Written exercise: Name every individual person mentioned by name in the passage on Dadra and Nagar Haveli.

Passage to read:
------------

Travel Bucket List: India – Dadra and Nagar Haveli and Daman and Diu Part 3

Dadra and Nagar Haveli

Dadra and Nagar Haveli is composed of two separate geographical entities: Nagar Haveli, wedged between Maharashtra and Gujarat and 1 km to the northwest, the smaller enclave of Dadra, which is surrounded by Gujarat. Silvassa is the administrative headquarters of Dadra and Nagar Haveli. Dadra and Nagar Haveli was ruled by the Portuguese from 1783 until the mid-20th century and captured by pro-India forces in 1954 before being annexed to India as a union territory in 1961 and was merged with Daman and Diu to form the new union territory of Dadra and Nagar Haveli and Daman and Diu on 26 January 2020.

The history of Dadra and Nagar Haveli begins with the defeat of the Koli chieftains of the region by the Rajput kings in 1262. With the rise of Maratha power, Shivaji Maharaj captured the region, but Somshah Rana recaptured it in 1690. After the Treaty of Vasai in 1739, Vasai and the surrounding territories came under Maratha rule and soon after they captured Ramnagar but reinstated the ruler, Ramdeo, under conditions. But the Marathas soon captured Nagar Haveli and the surrounding region. The Portuguese were granted the area of Nagar Haveli in 1783 based on the Friendship Treaty of 1779 as compensation for damage to the Portuguese frigate Santana by the Maratha Navy in 1772. In 1785 the Portuguese purchased Dadra, annexing it to Portuguese India. In 1818, the Maratha Empire was defeated by the British in the Third Anglo-Maratha War, and so the Portuguese became the effective rulers of Dadra and Nagar Haveli. Under Portuguese rule, Dadra and Nagar Haveli were part of the Daman district and the two territories formed a single concelho or municipality, named Nagar Haveli until 1885. The Portuguese rule lasted until 1954, when Dadra and Nagar Haveli was captured by supporters of the Indian Union and was the first colony to be freed from Portuguese rule by the Indian Union in 1954, after nearly two centuries of Portuguese rule. From 1954 to 1961, Dadra and Nagar Haveli existed as a de facto state known as Free Dadra and Nagar Haveli but was still recognised internationally as Portuguese possessions. It was merged with the Indian Union in 1961and incorporated as a Union Territory and merged to create a new Union Territory of Dadra and Nagar Haveli and Daman and Diu on 26 January 2020.

------------

Record extracts:

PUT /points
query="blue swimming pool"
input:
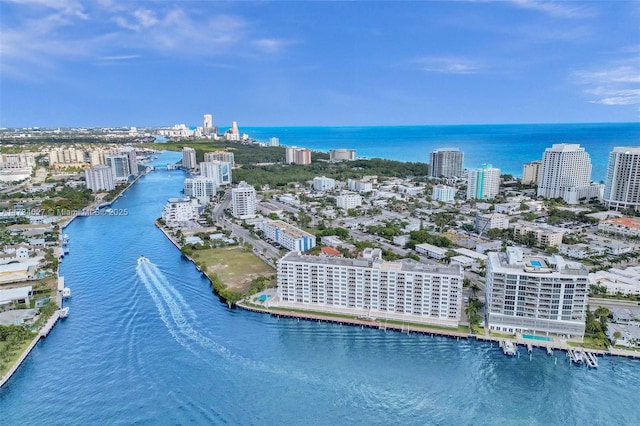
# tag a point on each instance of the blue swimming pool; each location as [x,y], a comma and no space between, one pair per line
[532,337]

------------

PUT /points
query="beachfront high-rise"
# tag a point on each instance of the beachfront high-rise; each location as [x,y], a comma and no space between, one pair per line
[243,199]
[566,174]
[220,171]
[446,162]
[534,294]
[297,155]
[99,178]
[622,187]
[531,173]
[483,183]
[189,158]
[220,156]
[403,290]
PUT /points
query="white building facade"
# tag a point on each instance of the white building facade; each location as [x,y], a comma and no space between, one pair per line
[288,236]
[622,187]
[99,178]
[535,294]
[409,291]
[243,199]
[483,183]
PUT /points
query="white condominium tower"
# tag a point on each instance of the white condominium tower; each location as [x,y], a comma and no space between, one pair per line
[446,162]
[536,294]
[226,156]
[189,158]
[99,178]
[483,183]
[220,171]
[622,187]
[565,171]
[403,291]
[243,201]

------------

Solution for this problem: Shivaji Maharaj, Somshah Rana, Ramdeo